§ **Task statement**
In the material below, find all lines with the string "horse" and copy them.

>>>

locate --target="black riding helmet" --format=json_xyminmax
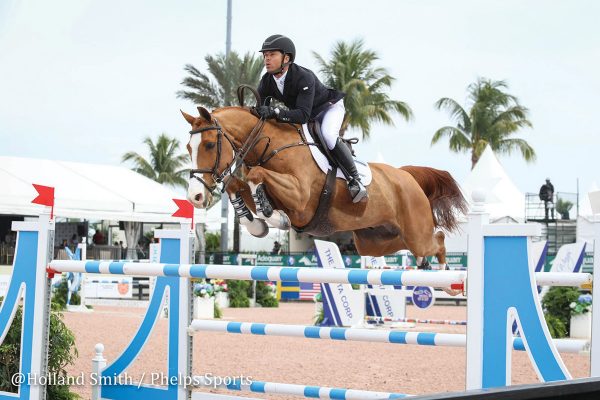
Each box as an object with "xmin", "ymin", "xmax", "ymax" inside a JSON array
[{"xmin": 259, "ymin": 34, "xmax": 295, "ymax": 74}]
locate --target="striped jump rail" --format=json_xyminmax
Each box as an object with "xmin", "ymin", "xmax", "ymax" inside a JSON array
[
  {"xmin": 47, "ymin": 261, "xmax": 467, "ymax": 289},
  {"xmin": 366, "ymin": 317, "xmax": 468, "ymax": 326},
  {"xmin": 192, "ymin": 375, "xmax": 408, "ymax": 399},
  {"xmin": 189, "ymin": 320, "xmax": 589, "ymax": 354},
  {"xmin": 48, "ymin": 261, "xmax": 593, "ymax": 289}
]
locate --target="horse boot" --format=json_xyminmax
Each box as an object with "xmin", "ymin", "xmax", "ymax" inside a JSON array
[
  {"xmin": 416, "ymin": 257, "xmax": 432, "ymax": 270},
  {"xmin": 330, "ymin": 137, "xmax": 368, "ymax": 203}
]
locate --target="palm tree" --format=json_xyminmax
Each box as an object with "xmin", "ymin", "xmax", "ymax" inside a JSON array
[
  {"xmin": 313, "ymin": 39, "xmax": 412, "ymax": 138},
  {"xmin": 122, "ymin": 134, "xmax": 189, "ymax": 188},
  {"xmin": 177, "ymin": 51, "xmax": 264, "ymax": 253},
  {"xmin": 432, "ymin": 78, "xmax": 535, "ymax": 169},
  {"xmin": 176, "ymin": 51, "xmax": 264, "ymax": 107}
]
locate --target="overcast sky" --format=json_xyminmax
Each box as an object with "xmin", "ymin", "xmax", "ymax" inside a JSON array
[{"xmin": 1, "ymin": 0, "xmax": 598, "ymax": 204}]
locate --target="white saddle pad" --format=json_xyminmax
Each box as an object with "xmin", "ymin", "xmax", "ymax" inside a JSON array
[{"xmin": 302, "ymin": 124, "xmax": 373, "ymax": 186}]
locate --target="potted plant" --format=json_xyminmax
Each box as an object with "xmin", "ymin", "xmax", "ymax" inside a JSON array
[
  {"xmin": 212, "ymin": 279, "xmax": 229, "ymax": 308},
  {"xmin": 570, "ymin": 294, "xmax": 592, "ymax": 338},
  {"xmin": 313, "ymin": 292, "xmax": 324, "ymax": 325},
  {"xmin": 556, "ymin": 198, "xmax": 573, "ymax": 220},
  {"xmin": 193, "ymin": 281, "xmax": 215, "ymax": 319}
]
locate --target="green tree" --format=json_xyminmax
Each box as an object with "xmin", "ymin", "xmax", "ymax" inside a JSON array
[
  {"xmin": 313, "ymin": 39, "xmax": 412, "ymax": 138},
  {"xmin": 122, "ymin": 134, "xmax": 189, "ymax": 189},
  {"xmin": 432, "ymin": 78, "xmax": 535, "ymax": 169},
  {"xmin": 176, "ymin": 51, "xmax": 264, "ymax": 107},
  {"xmin": 177, "ymin": 51, "xmax": 264, "ymax": 253}
]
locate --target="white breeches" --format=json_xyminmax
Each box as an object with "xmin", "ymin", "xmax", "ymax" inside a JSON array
[{"xmin": 320, "ymin": 100, "xmax": 345, "ymax": 150}]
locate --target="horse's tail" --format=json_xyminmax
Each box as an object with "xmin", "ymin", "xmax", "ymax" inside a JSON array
[{"xmin": 400, "ymin": 165, "xmax": 468, "ymax": 232}]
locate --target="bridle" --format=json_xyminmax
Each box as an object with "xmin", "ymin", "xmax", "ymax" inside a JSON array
[
  {"xmin": 188, "ymin": 104, "xmax": 318, "ymax": 197},
  {"xmin": 188, "ymin": 116, "xmax": 267, "ymax": 194}
]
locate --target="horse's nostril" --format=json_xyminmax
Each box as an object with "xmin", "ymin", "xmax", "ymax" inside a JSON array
[{"xmin": 195, "ymin": 194, "xmax": 202, "ymax": 201}]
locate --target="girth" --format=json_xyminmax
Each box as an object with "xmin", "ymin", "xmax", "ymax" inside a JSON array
[{"xmin": 292, "ymin": 166, "xmax": 338, "ymax": 237}]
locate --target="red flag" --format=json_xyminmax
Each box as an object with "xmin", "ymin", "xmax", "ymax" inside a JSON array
[
  {"xmin": 32, "ymin": 184, "xmax": 55, "ymax": 219},
  {"xmin": 172, "ymin": 198, "xmax": 195, "ymax": 229}
]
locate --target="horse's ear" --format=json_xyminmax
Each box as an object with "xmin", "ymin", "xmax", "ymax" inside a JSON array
[
  {"xmin": 180, "ymin": 110, "xmax": 196, "ymax": 125},
  {"xmin": 197, "ymin": 106, "xmax": 212, "ymax": 122}
]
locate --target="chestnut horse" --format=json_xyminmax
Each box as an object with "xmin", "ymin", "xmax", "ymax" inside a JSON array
[{"xmin": 182, "ymin": 106, "xmax": 467, "ymax": 265}]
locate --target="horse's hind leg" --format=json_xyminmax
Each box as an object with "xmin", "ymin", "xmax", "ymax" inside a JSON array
[
  {"xmin": 432, "ymin": 230, "xmax": 462, "ymax": 296},
  {"xmin": 433, "ymin": 231, "xmax": 447, "ymax": 268}
]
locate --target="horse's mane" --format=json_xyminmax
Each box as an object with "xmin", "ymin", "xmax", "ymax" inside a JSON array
[{"xmin": 212, "ymin": 106, "xmax": 300, "ymax": 137}]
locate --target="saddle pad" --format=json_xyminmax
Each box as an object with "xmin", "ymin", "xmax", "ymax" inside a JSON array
[{"xmin": 302, "ymin": 124, "xmax": 373, "ymax": 186}]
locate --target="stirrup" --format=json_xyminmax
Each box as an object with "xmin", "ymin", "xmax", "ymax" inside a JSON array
[{"xmin": 348, "ymin": 180, "xmax": 368, "ymax": 203}]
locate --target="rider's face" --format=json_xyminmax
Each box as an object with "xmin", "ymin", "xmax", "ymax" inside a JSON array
[{"xmin": 263, "ymin": 51, "xmax": 289, "ymax": 74}]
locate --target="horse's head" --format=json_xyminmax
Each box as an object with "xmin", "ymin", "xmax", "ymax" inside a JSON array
[{"xmin": 181, "ymin": 106, "xmax": 237, "ymax": 209}]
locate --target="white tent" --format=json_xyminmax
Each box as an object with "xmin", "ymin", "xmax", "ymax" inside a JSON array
[
  {"xmin": 0, "ymin": 156, "xmax": 205, "ymax": 223},
  {"xmin": 579, "ymin": 183, "xmax": 600, "ymax": 217},
  {"xmin": 460, "ymin": 145, "xmax": 525, "ymax": 222},
  {"xmin": 577, "ymin": 188, "xmax": 600, "ymax": 246}
]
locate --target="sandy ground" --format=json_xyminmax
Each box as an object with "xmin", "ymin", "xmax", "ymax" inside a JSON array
[{"xmin": 59, "ymin": 302, "xmax": 590, "ymax": 399}]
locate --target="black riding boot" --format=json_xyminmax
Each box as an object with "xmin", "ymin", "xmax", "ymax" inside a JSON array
[{"xmin": 330, "ymin": 138, "xmax": 368, "ymax": 203}]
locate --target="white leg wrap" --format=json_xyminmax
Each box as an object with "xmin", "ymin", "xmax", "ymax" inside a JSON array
[{"xmin": 265, "ymin": 209, "xmax": 291, "ymax": 231}]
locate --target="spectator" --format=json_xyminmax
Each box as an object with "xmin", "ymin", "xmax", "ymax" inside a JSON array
[
  {"xmin": 92, "ymin": 230, "xmax": 105, "ymax": 245},
  {"xmin": 272, "ymin": 241, "xmax": 281, "ymax": 255},
  {"xmin": 69, "ymin": 234, "xmax": 78, "ymax": 252},
  {"xmin": 539, "ymin": 178, "xmax": 555, "ymax": 220}
]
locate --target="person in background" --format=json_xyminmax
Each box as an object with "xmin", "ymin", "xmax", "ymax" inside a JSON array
[
  {"xmin": 92, "ymin": 230, "xmax": 105, "ymax": 245},
  {"xmin": 69, "ymin": 234, "xmax": 78, "ymax": 252},
  {"xmin": 272, "ymin": 240, "xmax": 281, "ymax": 255},
  {"xmin": 539, "ymin": 178, "xmax": 555, "ymax": 220}
]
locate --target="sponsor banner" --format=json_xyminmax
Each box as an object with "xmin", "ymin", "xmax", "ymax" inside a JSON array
[
  {"xmin": 84, "ymin": 275, "xmax": 133, "ymax": 298},
  {"xmin": 406, "ymin": 253, "xmax": 467, "ymax": 269},
  {"xmin": 0, "ymin": 275, "xmax": 9, "ymax": 298},
  {"xmin": 549, "ymin": 252, "xmax": 594, "ymax": 274},
  {"xmin": 206, "ymin": 252, "xmax": 469, "ymax": 269},
  {"xmin": 412, "ymin": 286, "xmax": 435, "ymax": 309},
  {"xmin": 315, "ymin": 240, "xmax": 364, "ymax": 326}
]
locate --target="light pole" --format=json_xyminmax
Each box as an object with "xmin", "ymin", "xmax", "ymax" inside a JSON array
[{"xmin": 220, "ymin": 0, "xmax": 233, "ymax": 254}]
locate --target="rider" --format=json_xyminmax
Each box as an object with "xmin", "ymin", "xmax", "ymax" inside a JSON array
[{"xmin": 256, "ymin": 34, "xmax": 368, "ymax": 203}]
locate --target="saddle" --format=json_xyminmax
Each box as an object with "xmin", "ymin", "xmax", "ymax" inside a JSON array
[{"xmin": 306, "ymin": 117, "xmax": 358, "ymax": 166}]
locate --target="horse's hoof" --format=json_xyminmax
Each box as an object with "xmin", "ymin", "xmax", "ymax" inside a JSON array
[
  {"xmin": 246, "ymin": 218, "xmax": 269, "ymax": 238},
  {"xmin": 417, "ymin": 259, "xmax": 432, "ymax": 270}
]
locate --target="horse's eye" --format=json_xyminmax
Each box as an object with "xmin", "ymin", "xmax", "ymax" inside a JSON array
[{"xmin": 205, "ymin": 142, "xmax": 216, "ymax": 150}]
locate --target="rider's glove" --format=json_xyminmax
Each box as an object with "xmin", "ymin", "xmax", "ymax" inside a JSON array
[{"xmin": 257, "ymin": 105, "xmax": 278, "ymax": 120}]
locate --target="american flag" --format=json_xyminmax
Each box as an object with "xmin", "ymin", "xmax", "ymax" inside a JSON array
[{"xmin": 299, "ymin": 282, "xmax": 321, "ymax": 300}]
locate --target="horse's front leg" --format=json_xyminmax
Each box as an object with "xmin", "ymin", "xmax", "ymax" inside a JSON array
[
  {"xmin": 246, "ymin": 167, "xmax": 309, "ymax": 230},
  {"xmin": 224, "ymin": 176, "xmax": 269, "ymax": 238}
]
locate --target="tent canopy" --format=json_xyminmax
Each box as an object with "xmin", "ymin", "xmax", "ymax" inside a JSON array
[
  {"xmin": 0, "ymin": 156, "xmax": 206, "ymax": 222},
  {"xmin": 460, "ymin": 145, "xmax": 525, "ymax": 222}
]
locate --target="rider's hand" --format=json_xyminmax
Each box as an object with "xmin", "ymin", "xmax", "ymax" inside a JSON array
[{"xmin": 257, "ymin": 105, "xmax": 277, "ymax": 120}]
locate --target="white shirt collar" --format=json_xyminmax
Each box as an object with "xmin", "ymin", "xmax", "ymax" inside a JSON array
[{"xmin": 273, "ymin": 70, "xmax": 287, "ymax": 94}]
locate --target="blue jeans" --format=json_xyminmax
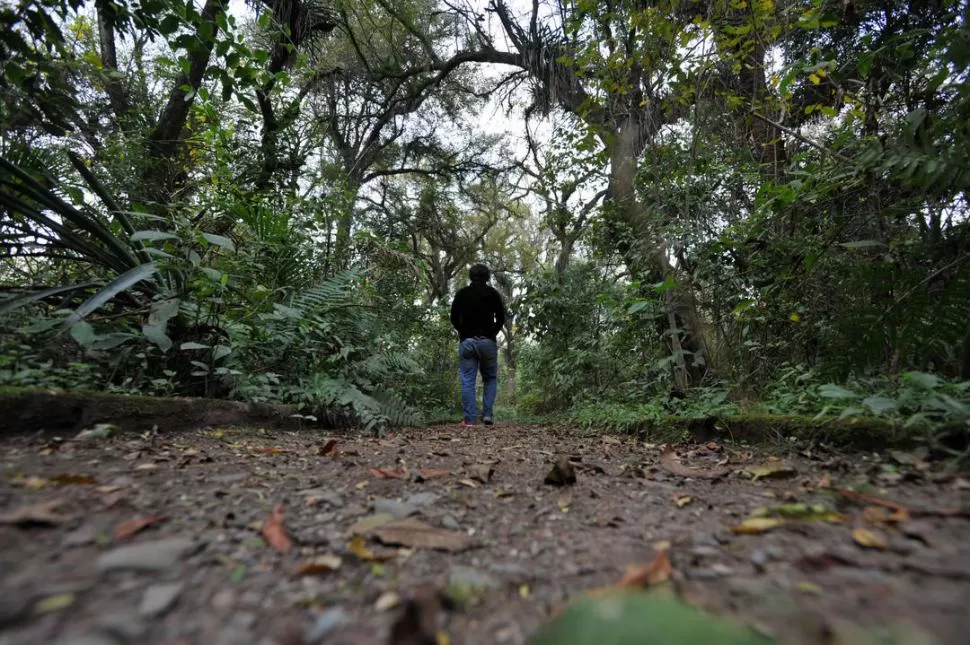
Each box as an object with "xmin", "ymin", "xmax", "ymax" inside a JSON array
[{"xmin": 459, "ymin": 337, "xmax": 498, "ymax": 422}]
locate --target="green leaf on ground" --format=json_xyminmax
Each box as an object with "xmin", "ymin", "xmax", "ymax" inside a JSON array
[{"xmin": 527, "ymin": 588, "xmax": 773, "ymax": 645}]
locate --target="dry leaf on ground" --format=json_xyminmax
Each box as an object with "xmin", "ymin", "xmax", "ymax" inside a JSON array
[
  {"xmin": 294, "ymin": 554, "xmax": 342, "ymax": 577},
  {"xmin": 372, "ymin": 468, "xmax": 408, "ymax": 479},
  {"xmin": 318, "ymin": 439, "xmax": 339, "ymax": 456},
  {"xmin": 262, "ymin": 504, "xmax": 293, "ymax": 553},
  {"xmin": 374, "ymin": 517, "xmax": 472, "ymax": 552},
  {"xmin": 660, "ymin": 445, "xmax": 731, "ymax": 479},
  {"xmin": 732, "ymin": 517, "xmax": 785, "ymax": 535},
  {"xmin": 114, "ymin": 514, "xmax": 162, "ymax": 540},
  {"xmin": 543, "ymin": 457, "xmax": 576, "ymax": 486},
  {"xmin": 417, "ymin": 468, "xmax": 450, "ymax": 480},
  {"xmin": 468, "ymin": 464, "xmax": 494, "ymax": 484},
  {"xmin": 852, "ymin": 527, "xmax": 888, "ymax": 549},
  {"xmin": 0, "ymin": 499, "xmax": 67, "ymax": 526},
  {"xmin": 618, "ymin": 546, "xmax": 673, "ymax": 588},
  {"xmin": 672, "ymin": 493, "xmax": 694, "ymax": 508},
  {"xmin": 50, "ymin": 474, "xmax": 97, "ymax": 485},
  {"xmin": 738, "ymin": 460, "xmax": 797, "ymax": 481}
]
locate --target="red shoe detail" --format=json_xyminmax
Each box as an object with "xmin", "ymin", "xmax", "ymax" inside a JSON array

<<<

§ **Result of the exercise**
locate --target="horse boot" --format=json_xyminmax
locate --target="horse's tail" --format=json_xyminmax
locate --target="horse's nostril" --format=json_xyminmax
locate --target="horse's ear" --format=json_xyminmax
locate --target="chestnut horse" --format=json_xyminmax
locate --target="horse's hind leg" --format=json_xyminmax
locate --target="horse's mane" --format=json_xyminmax
locate --target="horse's head" --format=json_xyminmax
locate --target="horse's hoof" --format=json_xyminmax
locate --target="horse's eye" --format=json_xyminmax
locate --target="horse's front leg" --format=json_xyminmax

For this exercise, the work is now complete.